Start of RECORDS SHOWN

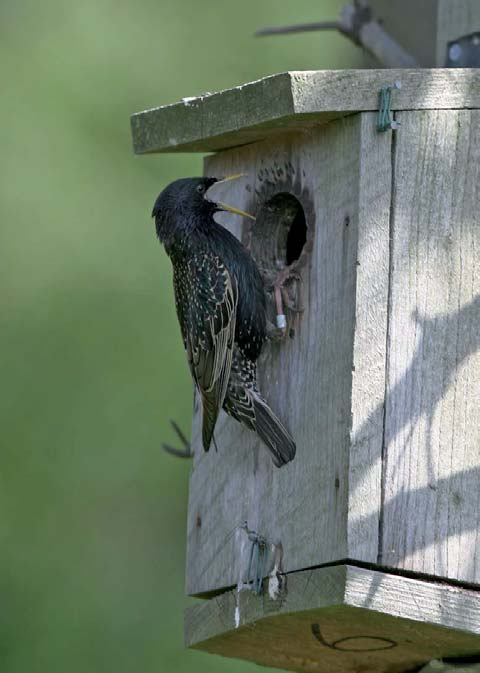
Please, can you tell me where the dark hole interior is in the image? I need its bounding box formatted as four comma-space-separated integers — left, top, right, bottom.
285, 203, 307, 266
251, 192, 307, 275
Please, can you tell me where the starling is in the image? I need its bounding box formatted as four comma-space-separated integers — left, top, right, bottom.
152, 176, 295, 467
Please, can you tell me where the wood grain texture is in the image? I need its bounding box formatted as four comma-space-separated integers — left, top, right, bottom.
187, 114, 391, 594
131, 69, 480, 154
437, 0, 480, 66
185, 566, 480, 673
381, 110, 480, 582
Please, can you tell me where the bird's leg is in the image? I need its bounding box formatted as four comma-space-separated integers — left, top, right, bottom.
162, 419, 193, 458
267, 320, 285, 341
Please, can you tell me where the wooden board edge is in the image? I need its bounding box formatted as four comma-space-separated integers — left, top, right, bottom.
185, 565, 480, 649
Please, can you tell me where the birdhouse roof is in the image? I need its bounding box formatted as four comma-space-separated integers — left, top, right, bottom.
131, 68, 480, 154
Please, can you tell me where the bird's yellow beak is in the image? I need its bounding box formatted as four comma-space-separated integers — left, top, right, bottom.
217, 201, 255, 220
213, 173, 255, 220
215, 173, 247, 185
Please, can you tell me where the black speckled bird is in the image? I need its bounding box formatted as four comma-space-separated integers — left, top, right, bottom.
152, 176, 295, 467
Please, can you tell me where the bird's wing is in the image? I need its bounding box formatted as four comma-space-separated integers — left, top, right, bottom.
177, 256, 238, 451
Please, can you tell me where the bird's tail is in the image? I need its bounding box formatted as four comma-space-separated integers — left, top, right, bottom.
202, 395, 218, 451
253, 393, 297, 467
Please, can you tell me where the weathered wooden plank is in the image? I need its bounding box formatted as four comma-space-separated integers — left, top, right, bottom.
185, 566, 480, 673
381, 111, 480, 582
437, 0, 480, 67
131, 69, 480, 154
187, 114, 391, 594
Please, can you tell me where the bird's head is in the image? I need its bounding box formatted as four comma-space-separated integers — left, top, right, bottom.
152, 175, 255, 242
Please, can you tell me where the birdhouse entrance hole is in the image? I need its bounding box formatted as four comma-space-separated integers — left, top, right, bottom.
248, 192, 312, 337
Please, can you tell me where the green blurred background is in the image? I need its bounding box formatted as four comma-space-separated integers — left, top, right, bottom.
0, 0, 358, 673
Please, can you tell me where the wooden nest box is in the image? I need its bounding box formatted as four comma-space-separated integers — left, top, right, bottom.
132, 69, 480, 673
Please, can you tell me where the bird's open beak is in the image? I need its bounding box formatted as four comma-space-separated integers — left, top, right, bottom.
215, 173, 255, 220
218, 173, 247, 185
217, 201, 255, 220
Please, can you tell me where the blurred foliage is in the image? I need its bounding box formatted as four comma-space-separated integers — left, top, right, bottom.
0, 0, 356, 673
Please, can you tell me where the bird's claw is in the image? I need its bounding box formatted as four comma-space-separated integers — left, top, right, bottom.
162, 419, 193, 458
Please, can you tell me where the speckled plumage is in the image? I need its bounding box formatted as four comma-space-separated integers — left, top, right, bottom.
152, 178, 295, 467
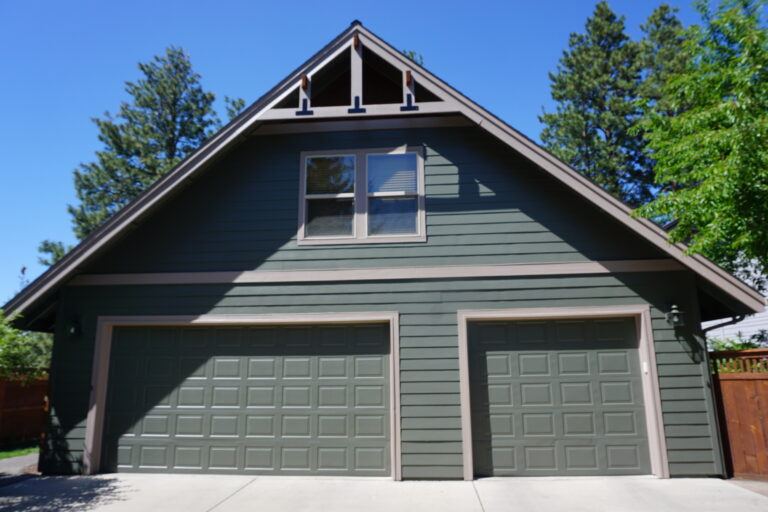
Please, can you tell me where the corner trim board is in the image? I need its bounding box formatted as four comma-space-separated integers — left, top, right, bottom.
5, 24, 765, 332
456, 304, 669, 480
83, 311, 402, 480
69, 259, 685, 286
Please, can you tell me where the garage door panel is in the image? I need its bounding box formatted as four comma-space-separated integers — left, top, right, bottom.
469, 319, 650, 475
104, 325, 391, 476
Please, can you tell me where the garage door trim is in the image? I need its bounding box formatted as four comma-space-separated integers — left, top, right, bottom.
456, 304, 669, 480
83, 311, 401, 480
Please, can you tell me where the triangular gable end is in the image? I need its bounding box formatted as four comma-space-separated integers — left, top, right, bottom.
5, 21, 765, 328
259, 30, 452, 121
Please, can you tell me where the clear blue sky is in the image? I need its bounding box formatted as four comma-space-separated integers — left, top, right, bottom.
0, 0, 698, 305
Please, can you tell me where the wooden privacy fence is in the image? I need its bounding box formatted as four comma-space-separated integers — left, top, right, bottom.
709, 349, 768, 480
0, 377, 48, 446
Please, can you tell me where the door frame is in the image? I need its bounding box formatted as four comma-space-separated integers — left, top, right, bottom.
83, 311, 402, 480
456, 304, 669, 480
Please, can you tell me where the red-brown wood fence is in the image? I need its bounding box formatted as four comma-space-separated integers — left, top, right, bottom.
709, 349, 768, 480
0, 377, 48, 446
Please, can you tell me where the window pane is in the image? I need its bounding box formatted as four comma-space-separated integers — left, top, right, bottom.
307, 156, 355, 194
368, 197, 418, 235
368, 153, 417, 194
304, 199, 355, 236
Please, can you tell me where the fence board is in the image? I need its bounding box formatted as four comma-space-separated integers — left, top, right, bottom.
710, 349, 768, 480
0, 377, 48, 446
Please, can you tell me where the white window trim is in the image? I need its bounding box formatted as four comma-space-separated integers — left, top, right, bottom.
296, 146, 427, 245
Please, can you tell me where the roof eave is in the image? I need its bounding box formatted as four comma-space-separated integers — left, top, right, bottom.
5, 22, 765, 324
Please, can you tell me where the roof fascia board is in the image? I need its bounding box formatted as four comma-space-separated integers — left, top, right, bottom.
4, 25, 359, 317
360, 27, 766, 313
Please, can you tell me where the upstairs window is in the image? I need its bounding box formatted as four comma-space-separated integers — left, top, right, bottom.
298, 148, 426, 245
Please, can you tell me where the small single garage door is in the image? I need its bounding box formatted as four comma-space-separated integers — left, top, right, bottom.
468, 318, 651, 476
102, 324, 391, 476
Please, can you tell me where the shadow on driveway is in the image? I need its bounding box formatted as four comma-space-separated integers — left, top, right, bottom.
0, 476, 126, 512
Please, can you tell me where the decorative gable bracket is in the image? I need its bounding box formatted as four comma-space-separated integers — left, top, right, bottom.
259, 30, 460, 121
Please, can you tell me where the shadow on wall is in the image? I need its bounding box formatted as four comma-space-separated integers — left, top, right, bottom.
0, 477, 130, 512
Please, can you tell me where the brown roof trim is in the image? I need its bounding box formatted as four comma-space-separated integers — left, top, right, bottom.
4, 22, 765, 316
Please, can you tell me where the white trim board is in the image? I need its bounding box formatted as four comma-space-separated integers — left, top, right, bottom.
69, 259, 685, 286
4, 22, 765, 324
456, 305, 669, 480
83, 311, 402, 480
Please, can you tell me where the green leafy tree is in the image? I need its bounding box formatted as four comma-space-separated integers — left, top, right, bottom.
635, 0, 768, 286
0, 310, 52, 381
39, 46, 245, 265
539, 2, 653, 206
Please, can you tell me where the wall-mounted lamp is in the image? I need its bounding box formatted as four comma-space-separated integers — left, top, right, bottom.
665, 304, 685, 327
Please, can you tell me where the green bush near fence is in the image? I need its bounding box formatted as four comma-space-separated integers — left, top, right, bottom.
0, 310, 53, 381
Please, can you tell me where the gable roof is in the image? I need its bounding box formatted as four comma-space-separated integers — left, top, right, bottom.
5, 21, 765, 328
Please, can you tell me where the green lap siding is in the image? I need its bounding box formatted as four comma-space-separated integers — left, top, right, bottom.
42, 128, 722, 479
101, 325, 391, 476
42, 272, 722, 479
87, 128, 663, 273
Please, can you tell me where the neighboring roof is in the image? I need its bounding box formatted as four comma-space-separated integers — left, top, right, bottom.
5, 21, 765, 328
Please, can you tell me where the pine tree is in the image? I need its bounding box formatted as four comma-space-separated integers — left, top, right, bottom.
638, 4, 686, 115
539, 1, 653, 207
635, 0, 768, 287
38, 46, 245, 265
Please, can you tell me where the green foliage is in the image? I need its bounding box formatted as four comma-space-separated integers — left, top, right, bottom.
638, 4, 686, 115
636, 0, 768, 284
0, 442, 40, 460
402, 50, 424, 66
39, 46, 245, 265
539, 1, 653, 206
69, 47, 216, 239
707, 330, 768, 352
224, 96, 245, 121
0, 310, 52, 381
37, 240, 72, 267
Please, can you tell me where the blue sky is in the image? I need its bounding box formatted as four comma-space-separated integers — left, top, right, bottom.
0, 0, 698, 305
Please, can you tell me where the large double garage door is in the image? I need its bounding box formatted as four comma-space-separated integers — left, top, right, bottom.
101, 324, 392, 476
468, 318, 651, 476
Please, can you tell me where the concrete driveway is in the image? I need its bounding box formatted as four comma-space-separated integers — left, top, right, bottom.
0, 474, 768, 512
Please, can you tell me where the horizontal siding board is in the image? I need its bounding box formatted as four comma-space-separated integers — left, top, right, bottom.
48, 128, 717, 478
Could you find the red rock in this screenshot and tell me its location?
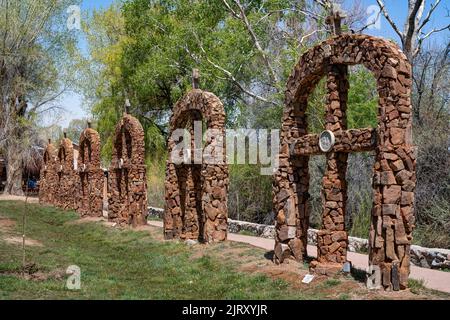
[383,185,402,203]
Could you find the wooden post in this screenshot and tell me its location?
[192,69,200,89]
[123,98,131,114]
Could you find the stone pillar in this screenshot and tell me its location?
[164,89,228,242]
[108,114,148,226]
[317,65,349,264]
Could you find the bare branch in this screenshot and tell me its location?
[222,0,240,19]
[413,24,450,57]
[377,0,404,41]
[417,0,441,32]
[197,39,278,106]
[223,0,278,86]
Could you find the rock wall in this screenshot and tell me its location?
[77,128,105,217]
[274,34,415,290]
[55,138,77,210]
[164,89,229,242]
[108,114,147,226]
[39,140,58,205]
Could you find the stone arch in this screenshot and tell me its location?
[77,128,105,217]
[274,34,415,290]
[39,140,58,204]
[56,137,77,210]
[164,89,229,242]
[108,114,148,226]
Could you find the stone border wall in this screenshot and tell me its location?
[148,207,450,269]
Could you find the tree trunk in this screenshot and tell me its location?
[5,144,24,196]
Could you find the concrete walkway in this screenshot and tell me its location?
[148,221,450,293]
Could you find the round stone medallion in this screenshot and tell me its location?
[319,130,335,152]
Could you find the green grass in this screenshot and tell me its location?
[0,201,449,299]
[0,202,314,299]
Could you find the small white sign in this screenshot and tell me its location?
[302,274,314,284]
[319,130,335,152]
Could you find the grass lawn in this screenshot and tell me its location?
[0,201,449,299]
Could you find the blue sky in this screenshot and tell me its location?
[55,0,450,128]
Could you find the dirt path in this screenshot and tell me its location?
[0,194,450,293]
[148,221,450,293]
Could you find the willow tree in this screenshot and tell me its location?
[0,0,76,194]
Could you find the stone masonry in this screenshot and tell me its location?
[77,125,105,217]
[164,86,229,242]
[39,139,58,205]
[55,133,77,210]
[108,113,148,227]
[274,34,416,290]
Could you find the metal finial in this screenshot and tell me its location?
[192,69,200,89]
[326,4,347,35]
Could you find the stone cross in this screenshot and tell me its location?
[291,64,376,267]
[192,69,200,89]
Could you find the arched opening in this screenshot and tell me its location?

End of RECORDS SHOWN

== TASK DETAILS ==
Please render everything from the first of the lines above down to the line containing "131, 68, 480, 154", that line included, as a JSON list of strings with one string per line, skipping blank lines and leaving the pictures out.

== OUTPUT ==
[
  "Please, can you tell me where the dark hole interior is in the image? I need its bounding box formatted as four comma-space-separated integers — left, top, right, bottom.",
  "285, 203, 307, 266",
  "251, 192, 307, 275",
  "Please, can you tell me where the starling is in the image? I need its bounding box formatted as four comma-space-separated integers — left, top, right, bottom.",
  "152, 176, 295, 467",
  "Please, can you tell me where the wood grain texture is in the image? I need its bounding box formatted as four comma-space-separated integers — left, top, right, bottom.",
  "187, 114, 391, 594",
  "131, 69, 480, 154",
  "437, 0, 480, 66",
  "185, 566, 480, 673",
  "381, 110, 480, 582",
  "Please, can you tell me where the bird's leg is in the image? I need its bounding box formatted as four comma-space-separated integers — left, top, right, bottom.",
  "162, 419, 193, 458",
  "267, 320, 285, 341",
  "Please, can you tell me where the wooden board edge is in the image? I need its bounding box formatted as four comma-space-separated integers — left, top, right, bottom.",
  "185, 565, 480, 649",
  "Please, can you tell me where the birdhouse roof is in the image? I need its bounding box formatted as four comma-space-separated integers — left, top, right, bottom.",
  "131, 68, 480, 154"
]